*Texte fourni*
Ce mardi 29 août, Elephant Films sort trois nouveaux combos Blu-Ray + DVD dans sa collection. Ceux-ci nous invitent à nous languir d’une des plus épatantes reines de l’écran que le cinéma ait connu : Marlene Dietrich était non seulement une star, elle l’était indiscutablement, « empanachée de plumes et de fourrures » (Combat, 1947) et vêtue d’une aura d’évidence qui portait son seul nom. C’est bien simple, il n’y eut pas de vedettes de la trempe de Dietrich avant elle, et il n’y en eut plus par la suite. Pour nombre de cinéastes, mobiliser les talents de l’actrice berlinoise est une tactique pour faire de son film un véritable plaidoyer amoureux d’un glamour complexe. Et pour l’éditeur, faire reprendre l’air à ces œuvres, si longtemps après leurs sorties respectives est une preuve de foi : Foi envers l’intemporalité des prestances multiples et envoutantes de Dietrich. Foi envers la curiosité des jeunes cinéphiles pour celle qui fut mille choses, entre autres, une grande amie d’Orson Welles. Mais si ces films peuvent conserver leur intérêt, et/ou trouver un écho pour les nouvelles générations, il reste difficile de parler mieux d’eux aujourd’hui – de parler mieux d’elle – que les journalistes l’ont fait à l’époque. Donnons-leur un moment la parole.

*Énoncé A*
Reproduisez toutes les lignes des entrées dans un tableau Markdown à deux colonnes, « Numéro » et « Contenu », en omettant les lignes vides.

*Entrées d'une collecte de données*
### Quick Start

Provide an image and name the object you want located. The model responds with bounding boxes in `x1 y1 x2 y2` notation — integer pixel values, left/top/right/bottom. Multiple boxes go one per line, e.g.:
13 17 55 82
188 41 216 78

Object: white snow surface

*Énoncé B*
Relevez tous les noms de personnes, de sociétés et de journaux cités dans le texte sur Marlene Dietrich.

*Bonne réponse A*
| Numéro | Contenu |
|---|---|
| 1 | ### Quick Start |
| 2 | Provide an image and name the object you want located. The model responds with bounding boxes in `x1 y1 x2 y2` notation — integer pixel values, left/top/right/bottom. Multiple boxes go one per line, e.g.: |
| 3 | 13 17 55 82 |
| 4 | 188 41 216 78 |
| 5 | Object: white snow surface |

*Bonne réponse B*
- Elephant Films
- Marlene Dietrich
- Combat
- Orson Welles